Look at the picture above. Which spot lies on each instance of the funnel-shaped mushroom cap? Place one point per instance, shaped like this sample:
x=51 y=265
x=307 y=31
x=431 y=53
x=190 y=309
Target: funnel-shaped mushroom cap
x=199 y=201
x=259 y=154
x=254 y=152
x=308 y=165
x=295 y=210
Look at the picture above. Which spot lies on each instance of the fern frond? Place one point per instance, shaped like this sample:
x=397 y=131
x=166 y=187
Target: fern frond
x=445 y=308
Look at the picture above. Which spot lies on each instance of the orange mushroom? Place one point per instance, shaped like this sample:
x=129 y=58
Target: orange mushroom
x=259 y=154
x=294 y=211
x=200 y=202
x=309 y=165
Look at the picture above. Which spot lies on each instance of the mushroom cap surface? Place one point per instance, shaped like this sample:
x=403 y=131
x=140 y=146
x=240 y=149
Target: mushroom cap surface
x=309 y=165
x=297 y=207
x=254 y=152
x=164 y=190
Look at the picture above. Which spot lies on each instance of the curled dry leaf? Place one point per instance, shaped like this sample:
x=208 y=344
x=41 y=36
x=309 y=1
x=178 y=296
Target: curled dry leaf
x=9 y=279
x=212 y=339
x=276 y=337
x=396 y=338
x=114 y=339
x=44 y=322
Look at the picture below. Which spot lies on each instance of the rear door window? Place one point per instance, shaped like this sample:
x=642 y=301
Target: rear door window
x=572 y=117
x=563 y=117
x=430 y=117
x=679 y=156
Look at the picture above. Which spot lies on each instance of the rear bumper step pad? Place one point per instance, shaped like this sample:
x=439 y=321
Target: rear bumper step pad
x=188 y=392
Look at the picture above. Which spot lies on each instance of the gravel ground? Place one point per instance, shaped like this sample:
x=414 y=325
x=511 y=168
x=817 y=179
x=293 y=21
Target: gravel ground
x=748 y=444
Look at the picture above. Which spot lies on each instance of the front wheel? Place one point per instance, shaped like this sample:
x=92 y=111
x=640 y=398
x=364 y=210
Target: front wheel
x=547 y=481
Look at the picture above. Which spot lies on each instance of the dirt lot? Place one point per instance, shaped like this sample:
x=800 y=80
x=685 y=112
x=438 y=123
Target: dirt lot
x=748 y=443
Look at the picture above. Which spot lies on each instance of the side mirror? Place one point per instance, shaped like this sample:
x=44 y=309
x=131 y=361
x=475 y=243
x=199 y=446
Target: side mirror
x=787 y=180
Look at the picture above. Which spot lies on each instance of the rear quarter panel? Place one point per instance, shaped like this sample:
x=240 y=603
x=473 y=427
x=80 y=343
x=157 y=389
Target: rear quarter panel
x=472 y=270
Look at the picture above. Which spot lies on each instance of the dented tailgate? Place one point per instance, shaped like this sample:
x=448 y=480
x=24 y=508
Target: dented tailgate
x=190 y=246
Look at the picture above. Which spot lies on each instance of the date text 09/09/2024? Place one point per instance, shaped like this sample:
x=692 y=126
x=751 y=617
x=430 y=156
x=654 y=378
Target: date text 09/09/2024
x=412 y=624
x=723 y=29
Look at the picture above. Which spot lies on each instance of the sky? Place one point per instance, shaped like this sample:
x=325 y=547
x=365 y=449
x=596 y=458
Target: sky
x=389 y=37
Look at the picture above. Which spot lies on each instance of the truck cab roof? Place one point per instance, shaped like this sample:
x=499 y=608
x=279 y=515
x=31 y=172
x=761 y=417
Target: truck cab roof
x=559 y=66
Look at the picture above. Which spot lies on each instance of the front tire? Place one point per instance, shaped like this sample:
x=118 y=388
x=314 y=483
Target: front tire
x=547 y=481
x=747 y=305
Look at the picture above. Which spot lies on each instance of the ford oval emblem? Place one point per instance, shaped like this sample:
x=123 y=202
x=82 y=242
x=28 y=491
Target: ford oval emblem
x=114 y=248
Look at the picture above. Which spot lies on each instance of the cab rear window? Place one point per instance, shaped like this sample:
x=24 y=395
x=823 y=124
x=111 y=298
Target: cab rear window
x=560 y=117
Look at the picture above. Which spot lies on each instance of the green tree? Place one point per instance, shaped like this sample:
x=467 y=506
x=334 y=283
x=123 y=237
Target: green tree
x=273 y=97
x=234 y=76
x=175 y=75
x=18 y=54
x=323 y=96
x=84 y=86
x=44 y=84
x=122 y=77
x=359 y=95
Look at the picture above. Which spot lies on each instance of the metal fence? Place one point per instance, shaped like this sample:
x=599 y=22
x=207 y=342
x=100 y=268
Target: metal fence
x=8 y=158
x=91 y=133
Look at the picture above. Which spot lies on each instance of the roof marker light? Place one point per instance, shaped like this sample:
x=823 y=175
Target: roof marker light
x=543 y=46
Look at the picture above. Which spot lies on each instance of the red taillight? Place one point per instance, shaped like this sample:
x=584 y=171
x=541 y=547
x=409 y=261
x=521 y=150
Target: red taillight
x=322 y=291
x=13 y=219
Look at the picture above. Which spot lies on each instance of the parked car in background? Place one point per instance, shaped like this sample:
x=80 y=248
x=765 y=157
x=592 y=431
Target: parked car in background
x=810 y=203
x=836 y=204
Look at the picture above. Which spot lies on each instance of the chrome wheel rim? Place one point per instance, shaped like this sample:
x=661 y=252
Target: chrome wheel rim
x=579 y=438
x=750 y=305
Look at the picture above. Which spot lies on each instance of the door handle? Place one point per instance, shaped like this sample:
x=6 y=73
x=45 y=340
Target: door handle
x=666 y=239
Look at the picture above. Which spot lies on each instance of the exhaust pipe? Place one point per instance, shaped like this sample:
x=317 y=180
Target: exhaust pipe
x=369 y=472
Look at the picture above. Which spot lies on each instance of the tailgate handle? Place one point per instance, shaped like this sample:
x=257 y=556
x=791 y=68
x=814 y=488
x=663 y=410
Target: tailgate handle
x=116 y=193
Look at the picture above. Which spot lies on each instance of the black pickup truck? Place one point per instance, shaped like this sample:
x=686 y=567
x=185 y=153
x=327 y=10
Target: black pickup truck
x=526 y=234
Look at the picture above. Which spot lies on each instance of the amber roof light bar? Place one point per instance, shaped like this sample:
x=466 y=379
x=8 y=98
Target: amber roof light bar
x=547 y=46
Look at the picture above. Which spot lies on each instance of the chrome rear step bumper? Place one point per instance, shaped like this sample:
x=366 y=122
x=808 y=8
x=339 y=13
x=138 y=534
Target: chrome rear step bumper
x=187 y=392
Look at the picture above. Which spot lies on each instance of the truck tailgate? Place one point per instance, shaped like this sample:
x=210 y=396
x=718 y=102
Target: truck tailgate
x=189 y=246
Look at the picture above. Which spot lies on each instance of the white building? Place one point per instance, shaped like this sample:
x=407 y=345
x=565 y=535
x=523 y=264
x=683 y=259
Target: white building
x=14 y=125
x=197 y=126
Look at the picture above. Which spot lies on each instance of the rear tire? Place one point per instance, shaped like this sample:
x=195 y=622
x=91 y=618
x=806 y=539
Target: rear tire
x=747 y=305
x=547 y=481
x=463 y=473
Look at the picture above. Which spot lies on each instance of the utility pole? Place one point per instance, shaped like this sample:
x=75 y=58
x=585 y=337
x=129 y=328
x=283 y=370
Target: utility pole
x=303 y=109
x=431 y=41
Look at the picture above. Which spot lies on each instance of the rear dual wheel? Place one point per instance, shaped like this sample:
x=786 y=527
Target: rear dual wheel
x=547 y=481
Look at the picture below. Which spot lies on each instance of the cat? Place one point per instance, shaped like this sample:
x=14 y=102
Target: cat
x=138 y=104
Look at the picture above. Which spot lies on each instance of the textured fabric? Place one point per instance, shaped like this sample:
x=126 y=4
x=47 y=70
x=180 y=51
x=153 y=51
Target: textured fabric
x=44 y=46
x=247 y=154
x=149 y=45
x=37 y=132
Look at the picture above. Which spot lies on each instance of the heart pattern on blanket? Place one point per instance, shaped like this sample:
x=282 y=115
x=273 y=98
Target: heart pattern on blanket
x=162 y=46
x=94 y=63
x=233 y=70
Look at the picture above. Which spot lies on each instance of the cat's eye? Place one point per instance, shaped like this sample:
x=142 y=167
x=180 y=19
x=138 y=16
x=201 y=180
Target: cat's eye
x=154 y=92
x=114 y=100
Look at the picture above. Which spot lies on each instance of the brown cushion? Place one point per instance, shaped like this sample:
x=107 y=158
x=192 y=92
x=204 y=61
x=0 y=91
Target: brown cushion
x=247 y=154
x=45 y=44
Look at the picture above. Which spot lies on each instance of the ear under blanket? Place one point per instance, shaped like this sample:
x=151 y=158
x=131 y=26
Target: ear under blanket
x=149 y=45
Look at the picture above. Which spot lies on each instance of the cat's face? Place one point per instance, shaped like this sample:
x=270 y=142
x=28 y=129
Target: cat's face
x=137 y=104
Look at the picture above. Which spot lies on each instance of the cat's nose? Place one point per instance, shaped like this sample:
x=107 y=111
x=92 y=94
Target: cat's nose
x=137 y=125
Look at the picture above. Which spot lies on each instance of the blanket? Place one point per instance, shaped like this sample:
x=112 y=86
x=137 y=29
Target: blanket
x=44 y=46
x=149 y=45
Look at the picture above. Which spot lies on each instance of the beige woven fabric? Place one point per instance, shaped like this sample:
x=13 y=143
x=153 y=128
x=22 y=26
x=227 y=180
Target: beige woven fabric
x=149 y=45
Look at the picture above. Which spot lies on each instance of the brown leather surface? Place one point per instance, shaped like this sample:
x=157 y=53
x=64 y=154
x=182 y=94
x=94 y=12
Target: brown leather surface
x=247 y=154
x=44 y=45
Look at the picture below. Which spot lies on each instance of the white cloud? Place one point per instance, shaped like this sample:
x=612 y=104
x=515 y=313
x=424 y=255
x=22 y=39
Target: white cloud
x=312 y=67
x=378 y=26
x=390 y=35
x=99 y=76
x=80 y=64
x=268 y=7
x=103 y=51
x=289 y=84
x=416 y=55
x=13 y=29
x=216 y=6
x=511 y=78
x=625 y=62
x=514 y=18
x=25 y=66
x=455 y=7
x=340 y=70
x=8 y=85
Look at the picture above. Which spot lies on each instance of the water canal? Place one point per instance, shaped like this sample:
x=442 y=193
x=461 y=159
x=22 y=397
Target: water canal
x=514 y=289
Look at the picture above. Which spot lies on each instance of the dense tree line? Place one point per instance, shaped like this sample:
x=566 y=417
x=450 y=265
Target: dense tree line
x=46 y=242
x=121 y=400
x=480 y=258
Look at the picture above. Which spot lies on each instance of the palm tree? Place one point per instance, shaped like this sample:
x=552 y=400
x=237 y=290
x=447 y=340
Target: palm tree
########
*Exercise requirements*
Reproduce word for word the part of the records above that opens with the line containing "of the gravel" and closes with the line containing "x=748 y=444", with both of those lines included.

*Result*
Look at the picture above. Which spot lies on each instance of the gravel ground? Place one point per instance, shaped like this sample:
x=414 y=325
x=511 y=168
x=817 y=179
x=293 y=21
Target: gravel ground
x=748 y=444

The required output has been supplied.